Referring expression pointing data
---*---
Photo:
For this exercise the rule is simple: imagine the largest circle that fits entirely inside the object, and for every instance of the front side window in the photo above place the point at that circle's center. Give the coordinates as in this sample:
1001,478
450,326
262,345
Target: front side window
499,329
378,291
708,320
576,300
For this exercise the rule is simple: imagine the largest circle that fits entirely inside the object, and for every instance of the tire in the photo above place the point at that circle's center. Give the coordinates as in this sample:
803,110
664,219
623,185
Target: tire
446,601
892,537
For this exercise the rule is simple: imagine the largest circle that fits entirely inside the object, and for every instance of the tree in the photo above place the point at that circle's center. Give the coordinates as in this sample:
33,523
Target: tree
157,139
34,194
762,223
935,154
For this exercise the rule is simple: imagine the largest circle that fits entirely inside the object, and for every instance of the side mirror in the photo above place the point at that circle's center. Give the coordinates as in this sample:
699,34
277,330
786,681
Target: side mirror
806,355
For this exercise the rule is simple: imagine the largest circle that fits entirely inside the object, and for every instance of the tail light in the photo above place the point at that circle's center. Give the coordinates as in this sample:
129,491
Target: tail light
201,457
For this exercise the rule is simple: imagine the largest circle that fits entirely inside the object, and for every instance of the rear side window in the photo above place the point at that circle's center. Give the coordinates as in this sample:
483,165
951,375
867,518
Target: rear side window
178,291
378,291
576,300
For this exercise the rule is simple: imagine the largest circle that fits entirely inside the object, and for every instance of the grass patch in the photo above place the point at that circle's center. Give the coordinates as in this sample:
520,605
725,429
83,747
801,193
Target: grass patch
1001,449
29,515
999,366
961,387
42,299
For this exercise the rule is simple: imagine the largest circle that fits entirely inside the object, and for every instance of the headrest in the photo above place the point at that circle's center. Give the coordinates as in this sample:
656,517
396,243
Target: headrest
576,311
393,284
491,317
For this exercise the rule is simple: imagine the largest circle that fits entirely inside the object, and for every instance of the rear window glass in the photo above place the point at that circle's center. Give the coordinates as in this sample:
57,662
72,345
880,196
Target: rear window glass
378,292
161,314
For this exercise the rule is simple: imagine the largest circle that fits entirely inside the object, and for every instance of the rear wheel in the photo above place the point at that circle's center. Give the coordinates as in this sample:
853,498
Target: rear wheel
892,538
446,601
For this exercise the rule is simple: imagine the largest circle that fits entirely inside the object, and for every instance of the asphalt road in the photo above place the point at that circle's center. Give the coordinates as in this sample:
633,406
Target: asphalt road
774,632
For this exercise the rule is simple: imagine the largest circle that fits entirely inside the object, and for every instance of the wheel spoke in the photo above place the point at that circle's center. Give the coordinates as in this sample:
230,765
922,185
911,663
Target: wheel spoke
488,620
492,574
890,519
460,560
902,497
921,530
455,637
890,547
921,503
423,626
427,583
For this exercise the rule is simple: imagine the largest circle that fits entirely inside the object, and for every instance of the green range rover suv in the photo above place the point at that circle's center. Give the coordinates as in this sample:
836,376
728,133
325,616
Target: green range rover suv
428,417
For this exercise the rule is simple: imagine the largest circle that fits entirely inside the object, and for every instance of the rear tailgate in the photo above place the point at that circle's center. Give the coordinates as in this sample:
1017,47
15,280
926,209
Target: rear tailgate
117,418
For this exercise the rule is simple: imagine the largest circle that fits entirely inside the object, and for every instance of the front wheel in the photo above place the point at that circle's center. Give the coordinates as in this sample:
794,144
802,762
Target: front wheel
---*---
■ **About this exercise**
Please transcribe each entry exactly, keeping every word as it is.

■ **The completed task**
Photo:
For this exercise the rule is simple: imagine the largest circle that fits entirely inside the object, and for every instance of the front side window in the photo above place the point at that circle's center. Give the coordinates as in this sample:
1001,478
450,326
262,345
Target: front side window
499,329
378,291
708,320
576,300
For this exercise the rule is simple: imagine the largest circle that fits entirely inside the object, and for every instance of the tire in the photo above place the point at that circle's center. Give the coordinates as in this sample:
803,110
664,219
623,185
Target: tire
446,601
892,537
For this exercise the rule is simple: imagine the largest circle that fits entirely inside the object, and for every instance of the tree in the photo above place the point at that circle's center. Give the coordinates as in this sample:
33,523
Target: tree
157,139
34,194
762,223
935,154
For this exercise the rule is simple: imagine the largest circle that fits entirely inside the object, and for every instance of the side mirror in the photo above place the point at that circle's center. Give the coordinates as in this sample:
699,34
277,330
786,681
Target: side mirror
806,355
For this exercise the rule is simple: imagine the largest circle that fits entirely inside the object, and for every instance of the tail light in the photo above place the point at that circle's center. Give the coordinates as in this sample:
129,491
Target: tail light
201,457
For this exercise the rule is simple: imagine the largest circle that fits entirely inside the object, and for every instance of the rear side window in the photo above place the point at that circle's center. Give the coordinates as in this sample:
483,165
951,375
867,518
Target: rear side window
178,291
378,291
576,300
For this exercise the rule is simple: imagine the largest circle that fits entirely inside the object, and for every instance of the grass patch in the photo above place the point at that circle's center. Give the coordinates as in this sample:
520,605
725,429
83,747
801,193
Target: grass patch
1001,449
29,515
999,366
961,387
42,299
For this exercise the rule is simple: imagine the largest circle that fits entirely inside the object, and for every instance of the headrest in the photo above place the point at that circle's center. Give the coordinates as in this sample:
656,517
396,243
Target: headrest
576,311
393,284
491,317
For this exercise the rule is simple: imagine the largest circle that fits entirely inside the object, and for every instance of the rear window glass in the photo above place the point at that circle's center. Give the coordinates as in this sample:
57,662
72,345
880,196
Target: rear window glass
378,292
161,314
For this exercise the rule is simple: imagine the largest circle that fits entirely inside the object, and for every instance of the rear wheel in the photo above place the point at that circle's center. Give the coordinates as in this sample:
853,498
Target: rear wheel
892,538
446,601
For this exercise the rule is simple: imagine the largest circle that fits entirely inside the object, and for every instance of the asphalt road in the photo above place the point at that circle's center. Give the coordinates as in this sample:
633,406
Target: asphalt road
774,632
For this exercise the rule is simple: imagine the largest circle that fits entirely inside the object, and for every instance of the wheel spoke in the photo above place the point at that circle's center. Give the coordinates as in this sample:
230,765
922,185
911,663
Target: wheel spoke
488,620
492,574
890,519
460,560
902,497
921,530
455,637
890,547
921,503
423,626
427,583
For this exercise the rule is simple: imagine the largest circle that fits entirely inside the object, and for every instance of the green range rover suv in the photo above place the point at that circle's center. Give the coordinates as in this sample:
836,376
728,133
325,616
Target: green range rover suv
428,417
For this exercise the rule is simple: imagine the largest circle that fits entirely inside the object, and for every instance of the rear tailgate in the photo above place the point at that circle's center. Give the coordinates as in this sample:
1017,47
15,280
926,209
Target: rear tailgate
117,418
For this exercise the rule is simple: imagine the largest circle that fits entirely inside the object, and for every instance of the front wheel in the photo above place the point at that circle's center. Give the coordinates as in this sample:
794,144
802,762
Target: front wheel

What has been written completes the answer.